- _ÉNONCÉ A_
Affiche toutes les lignes des données qui contiennent la chaîne « rear ».

- _TEXTE FOURNI_
= = = = = = =

Si le titre de l’ouvrage de Mark Curran résonne comme la promesse d’une somme sur l’athéisme et la religion dans l’Europe des Lumières, il faut, pour mieux le saisir, lui rendre ses justes dimensions. D’une thèse de doctorat sur la réception des œuvres du baron d’Holbach au XVIIIe siècle, l’intérêt de l’auteur s’est finalement vite porté sur les réponses conservatrices et chrétiennes qu’elles ont suscitées. Celles-ci deviennent, au fil des huit chapitres du livre, le cœur de l’enquête. M. Curran y insiste sur l’importance de l’Église gallicane, d’une presse conservatrice, de penseurs chrétiens dont les textes apologétiques s’appuient sur la raison davantage que sur la révélation. Refusant de définir les Lumières comme un mouvement unifié, l’auteur s’inscrit dans une perspective sociale et culturelle sans renier tout à fait l’histoire intellectuelle. La thèse principale du livre vise à démontrer que les adversaires chrétiens du baron d’Holbach participaient tout autant des Lumières que son matérialisme radical, qu’ils combattaient. L’auteur s’inscrit ainsi dans la lignée des travaux de Didier Masseau, Olivier Ferret et Darrin McMahon, auxquels il reproche cependant l’emploi des termes « contre-philosophophes » et « anti-philosophes », et insiste sur la dynamique des controverses, qui implique un espace commun de débat.

= = = = = = =

- _ÉNONCÉ B_
D'après le compte rendu ci-dessus, en combien de chapitres se divise le livre de Mark Curran ?

- _LIGNES DE DONNÉES_
= = = = = = =

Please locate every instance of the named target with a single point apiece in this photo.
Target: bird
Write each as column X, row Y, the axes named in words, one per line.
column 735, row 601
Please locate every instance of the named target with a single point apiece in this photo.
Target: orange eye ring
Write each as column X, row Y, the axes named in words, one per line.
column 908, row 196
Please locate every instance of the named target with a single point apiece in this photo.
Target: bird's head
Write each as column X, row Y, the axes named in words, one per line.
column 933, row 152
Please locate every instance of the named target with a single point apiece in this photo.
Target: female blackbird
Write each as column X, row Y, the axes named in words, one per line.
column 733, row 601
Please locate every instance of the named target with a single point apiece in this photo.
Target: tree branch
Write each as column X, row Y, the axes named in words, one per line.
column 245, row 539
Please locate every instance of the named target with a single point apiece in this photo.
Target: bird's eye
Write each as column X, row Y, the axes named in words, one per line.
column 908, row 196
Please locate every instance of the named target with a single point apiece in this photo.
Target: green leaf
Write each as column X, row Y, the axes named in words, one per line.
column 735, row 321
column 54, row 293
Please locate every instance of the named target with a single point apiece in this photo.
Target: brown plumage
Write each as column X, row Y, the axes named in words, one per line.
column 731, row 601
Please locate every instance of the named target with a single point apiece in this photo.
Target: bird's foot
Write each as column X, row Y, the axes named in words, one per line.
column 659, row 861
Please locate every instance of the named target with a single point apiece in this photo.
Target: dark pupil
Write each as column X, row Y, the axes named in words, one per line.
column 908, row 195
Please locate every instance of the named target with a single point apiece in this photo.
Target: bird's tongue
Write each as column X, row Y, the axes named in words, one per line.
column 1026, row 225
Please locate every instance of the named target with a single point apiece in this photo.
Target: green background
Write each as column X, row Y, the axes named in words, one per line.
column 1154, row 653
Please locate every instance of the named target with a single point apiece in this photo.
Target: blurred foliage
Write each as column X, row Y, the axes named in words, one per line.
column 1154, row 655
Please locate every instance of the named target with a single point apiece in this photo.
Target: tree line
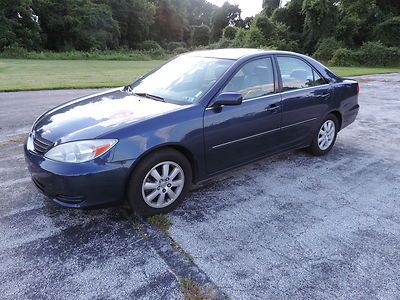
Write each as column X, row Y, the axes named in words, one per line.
column 322, row 28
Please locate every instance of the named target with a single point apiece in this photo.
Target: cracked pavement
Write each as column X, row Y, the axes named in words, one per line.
column 291, row 226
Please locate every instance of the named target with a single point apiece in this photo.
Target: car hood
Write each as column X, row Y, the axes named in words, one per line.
column 93, row 116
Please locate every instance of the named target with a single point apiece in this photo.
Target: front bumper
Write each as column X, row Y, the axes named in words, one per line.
column 84, row 185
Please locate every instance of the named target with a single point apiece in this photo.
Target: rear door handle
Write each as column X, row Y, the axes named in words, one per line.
column 272, row 107
column 325, row 95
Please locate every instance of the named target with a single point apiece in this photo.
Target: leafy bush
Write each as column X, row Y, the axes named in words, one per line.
column 179, row 50
column 372, row 54
column 265, row 25
column 326, row 48
column 344, row 57
column 149, row 46
column 286, row 45
column 135, row 55
column 200, row 35
column 376, row 54
column 171, row 46
column 153, row 49
column 255, row 38
column 230, row 32
column 240, row 38
column 388, row 32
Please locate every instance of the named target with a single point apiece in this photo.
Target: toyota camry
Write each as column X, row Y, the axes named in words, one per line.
column 196, row 116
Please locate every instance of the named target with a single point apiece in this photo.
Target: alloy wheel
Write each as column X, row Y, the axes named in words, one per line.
column 163, row 184
column 326, row 135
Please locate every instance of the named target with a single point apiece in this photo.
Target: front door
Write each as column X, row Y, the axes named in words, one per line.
column 304, row 99
column 236, row 134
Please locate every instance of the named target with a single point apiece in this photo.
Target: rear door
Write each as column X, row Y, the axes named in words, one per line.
column 305, row 95
column 236, row 134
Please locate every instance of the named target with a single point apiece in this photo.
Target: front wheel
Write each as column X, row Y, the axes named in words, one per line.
column 159, row 183
column 325, row 137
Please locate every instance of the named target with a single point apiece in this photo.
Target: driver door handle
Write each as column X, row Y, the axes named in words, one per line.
column 272, row 107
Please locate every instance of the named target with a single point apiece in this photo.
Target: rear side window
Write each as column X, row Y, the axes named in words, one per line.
column 254, row 79
column 296, row 74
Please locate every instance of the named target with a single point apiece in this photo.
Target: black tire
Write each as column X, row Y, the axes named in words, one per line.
column 135, row 196
column 315, row 148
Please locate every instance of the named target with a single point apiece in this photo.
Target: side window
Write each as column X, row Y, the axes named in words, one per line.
column 254, row 79
column 296, row 74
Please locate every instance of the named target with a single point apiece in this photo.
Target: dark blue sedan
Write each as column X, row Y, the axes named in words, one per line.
column 198, row 115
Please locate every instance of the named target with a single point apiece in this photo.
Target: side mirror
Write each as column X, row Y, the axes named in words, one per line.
column 229, row 98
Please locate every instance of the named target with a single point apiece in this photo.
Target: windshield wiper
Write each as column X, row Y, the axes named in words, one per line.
column 153, row 97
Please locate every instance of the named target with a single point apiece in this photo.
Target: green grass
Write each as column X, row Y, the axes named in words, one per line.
column 26, row 74
column 355, row 71
column 23, row 74
column 160, row 221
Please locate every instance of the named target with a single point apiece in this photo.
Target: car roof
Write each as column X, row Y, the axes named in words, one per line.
column 234, row 53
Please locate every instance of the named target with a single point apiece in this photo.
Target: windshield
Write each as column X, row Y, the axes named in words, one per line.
column 183, row 80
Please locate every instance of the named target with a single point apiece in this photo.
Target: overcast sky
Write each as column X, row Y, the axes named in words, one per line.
column 248, row 7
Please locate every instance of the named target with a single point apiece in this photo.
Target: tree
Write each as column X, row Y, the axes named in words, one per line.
column 320, row 19
column 77, row 24
column 265, row 25
column 170, row 22
column 388, row 32
column 200, row 35
column 199, row 12
column 230, row 32
column 270, row 5
column 134, row 19
column 225, row 15
column 19, row 25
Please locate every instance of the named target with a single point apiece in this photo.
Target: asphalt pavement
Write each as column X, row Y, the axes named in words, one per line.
column 292, row 226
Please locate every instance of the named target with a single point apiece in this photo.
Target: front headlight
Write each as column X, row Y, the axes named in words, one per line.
column 80, row 151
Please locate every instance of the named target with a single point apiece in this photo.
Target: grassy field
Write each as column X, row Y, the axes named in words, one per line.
column 22, row 74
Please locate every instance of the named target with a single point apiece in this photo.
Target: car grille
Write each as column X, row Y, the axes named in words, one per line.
column 41, row 145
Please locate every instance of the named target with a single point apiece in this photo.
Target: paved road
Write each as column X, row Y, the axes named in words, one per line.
column 289, row 227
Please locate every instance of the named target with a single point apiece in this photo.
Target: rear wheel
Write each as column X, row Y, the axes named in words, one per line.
column 325, row 137
column 159, row 183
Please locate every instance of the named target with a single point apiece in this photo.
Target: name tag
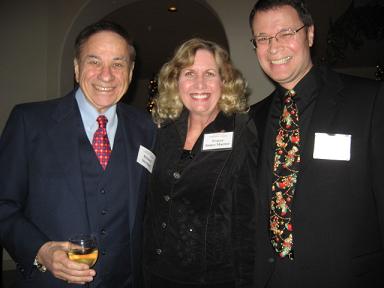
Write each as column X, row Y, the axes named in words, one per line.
column 146, row 158
column 332, row 146
column 217, row 141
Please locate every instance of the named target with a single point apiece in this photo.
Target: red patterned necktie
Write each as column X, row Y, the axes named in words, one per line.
column 100, row 142
column 285, row 170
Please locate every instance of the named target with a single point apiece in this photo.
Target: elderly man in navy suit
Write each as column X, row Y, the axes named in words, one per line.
column 321, row 209
column 76, row 165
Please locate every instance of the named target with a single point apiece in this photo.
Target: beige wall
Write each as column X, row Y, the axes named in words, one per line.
column 37, row 37
column 36, row 59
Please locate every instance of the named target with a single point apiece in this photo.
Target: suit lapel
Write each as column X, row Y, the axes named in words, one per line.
column 132, row 137
column 64, row 139
column 329, row 102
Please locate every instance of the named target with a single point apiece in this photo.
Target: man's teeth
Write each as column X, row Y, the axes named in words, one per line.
column 282, row 60
column 103, row 88
column 199, row 96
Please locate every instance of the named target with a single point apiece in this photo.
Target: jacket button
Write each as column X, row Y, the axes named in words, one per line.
column 176, row 175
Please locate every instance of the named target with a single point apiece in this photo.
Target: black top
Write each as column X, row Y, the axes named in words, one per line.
column 200, row 208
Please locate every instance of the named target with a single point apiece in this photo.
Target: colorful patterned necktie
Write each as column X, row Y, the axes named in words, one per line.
column 285, row 170
column 100, row 142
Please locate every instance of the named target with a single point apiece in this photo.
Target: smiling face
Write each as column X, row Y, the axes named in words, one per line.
column 285, row 63
column 104, row 69
column 200, row 86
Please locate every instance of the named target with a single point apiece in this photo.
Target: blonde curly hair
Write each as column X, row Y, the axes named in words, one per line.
column 167, row 103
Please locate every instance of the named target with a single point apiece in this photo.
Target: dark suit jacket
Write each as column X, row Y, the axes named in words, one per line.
column 41, row 190
column 338, row 208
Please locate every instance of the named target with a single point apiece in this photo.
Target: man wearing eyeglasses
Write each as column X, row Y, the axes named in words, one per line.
column 321, row 200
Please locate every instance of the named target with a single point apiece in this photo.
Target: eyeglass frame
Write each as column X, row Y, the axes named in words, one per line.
column 269, row 38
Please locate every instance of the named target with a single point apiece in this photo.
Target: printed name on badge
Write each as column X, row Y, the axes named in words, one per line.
column 332, row 146
column 146, row 158
column 217, row 141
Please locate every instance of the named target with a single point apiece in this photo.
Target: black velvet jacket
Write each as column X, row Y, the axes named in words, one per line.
column 199, row 220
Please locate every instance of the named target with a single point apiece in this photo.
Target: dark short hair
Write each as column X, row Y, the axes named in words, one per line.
column 100, row 26
column 299, row 5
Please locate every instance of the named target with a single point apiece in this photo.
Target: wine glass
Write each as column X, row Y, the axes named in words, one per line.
column 83, row 249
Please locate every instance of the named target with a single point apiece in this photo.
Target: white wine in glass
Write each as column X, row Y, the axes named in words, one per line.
column 83, row 249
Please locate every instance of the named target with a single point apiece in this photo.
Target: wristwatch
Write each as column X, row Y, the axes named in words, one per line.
column 39, row 266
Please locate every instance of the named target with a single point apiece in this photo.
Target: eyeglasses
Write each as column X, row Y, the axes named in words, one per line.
column 283, row 36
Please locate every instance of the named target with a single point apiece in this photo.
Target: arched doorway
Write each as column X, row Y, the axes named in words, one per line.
column 155, row 30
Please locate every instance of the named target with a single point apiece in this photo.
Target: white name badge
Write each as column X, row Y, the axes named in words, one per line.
column 146, row 158
column 332, row 146
column 217, row 141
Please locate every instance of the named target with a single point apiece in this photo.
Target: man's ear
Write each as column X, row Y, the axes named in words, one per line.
column 311, row 35
column 130, row 73
column 76, row 69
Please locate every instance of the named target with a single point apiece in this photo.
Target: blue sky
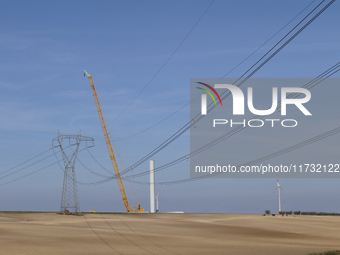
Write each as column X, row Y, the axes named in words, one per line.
column 45, row 45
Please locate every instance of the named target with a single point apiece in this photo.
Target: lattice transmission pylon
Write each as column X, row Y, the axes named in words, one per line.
column 69, row 197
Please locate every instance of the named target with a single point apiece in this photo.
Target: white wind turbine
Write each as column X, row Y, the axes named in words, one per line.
column 278, row 188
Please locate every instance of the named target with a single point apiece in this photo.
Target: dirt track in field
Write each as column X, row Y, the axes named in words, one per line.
column 138, row 234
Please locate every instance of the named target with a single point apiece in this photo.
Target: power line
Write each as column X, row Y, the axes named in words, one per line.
column 144, row 130
column 168, row 59
column 198, row 117
column 326, row 74
column 25, row 161
column 255, row 161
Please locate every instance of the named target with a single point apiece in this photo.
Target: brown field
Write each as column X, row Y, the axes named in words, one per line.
column 49, row 233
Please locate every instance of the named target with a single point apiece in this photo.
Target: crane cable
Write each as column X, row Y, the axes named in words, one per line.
column 187, row 126
column 326, row 74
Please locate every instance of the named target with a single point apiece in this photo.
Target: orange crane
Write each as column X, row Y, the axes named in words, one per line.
column 110, row 150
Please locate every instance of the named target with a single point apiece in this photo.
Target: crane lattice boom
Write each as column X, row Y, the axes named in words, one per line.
column 110, row 150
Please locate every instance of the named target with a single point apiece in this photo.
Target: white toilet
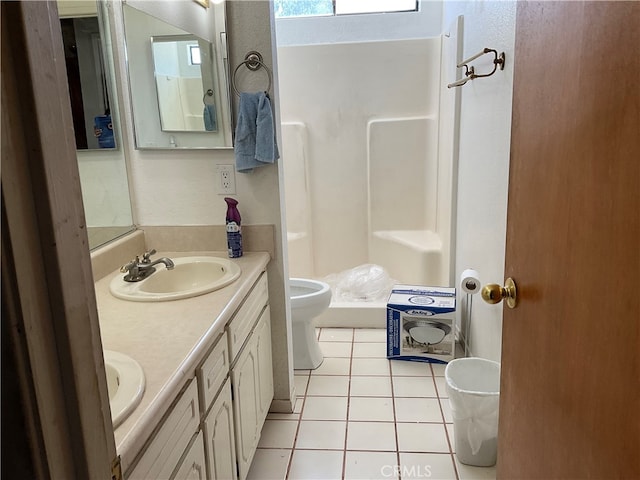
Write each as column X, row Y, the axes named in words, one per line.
column 309, row 298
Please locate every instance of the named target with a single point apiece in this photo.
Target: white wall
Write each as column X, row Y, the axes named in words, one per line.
column 483, row 172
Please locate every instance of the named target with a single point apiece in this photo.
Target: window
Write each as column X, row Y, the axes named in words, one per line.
column 308, row 8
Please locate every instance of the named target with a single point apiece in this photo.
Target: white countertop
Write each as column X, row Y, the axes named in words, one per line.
column 169, row 340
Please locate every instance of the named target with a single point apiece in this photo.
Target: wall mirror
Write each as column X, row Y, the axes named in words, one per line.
column 103, row 173
column 178, row 82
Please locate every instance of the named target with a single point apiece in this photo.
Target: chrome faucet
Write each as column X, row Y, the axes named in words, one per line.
column 137, row 269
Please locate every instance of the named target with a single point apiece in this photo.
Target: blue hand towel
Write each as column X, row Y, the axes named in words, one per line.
column 210, row 118
column 255, row 142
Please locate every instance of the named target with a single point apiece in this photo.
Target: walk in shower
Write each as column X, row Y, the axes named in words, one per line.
column 367, row 152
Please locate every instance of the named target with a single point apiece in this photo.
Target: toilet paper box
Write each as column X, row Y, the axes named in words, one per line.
column 420, row 323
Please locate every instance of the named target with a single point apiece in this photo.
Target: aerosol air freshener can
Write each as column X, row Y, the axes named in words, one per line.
column 234, row 233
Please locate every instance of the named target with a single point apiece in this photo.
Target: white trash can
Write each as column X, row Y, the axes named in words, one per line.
column 473, row 385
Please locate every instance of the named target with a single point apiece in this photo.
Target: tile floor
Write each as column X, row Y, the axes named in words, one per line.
column 361, row 416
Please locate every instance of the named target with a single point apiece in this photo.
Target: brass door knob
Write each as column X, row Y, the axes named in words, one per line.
column 494, row 293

= = = = = = =

- _RÉPONSE A_
Target: rear door handle
Target: rear door
Target: rear side window
Target: rear wheel

- _RÉPONSE B_
Le livre compte huit chapitres.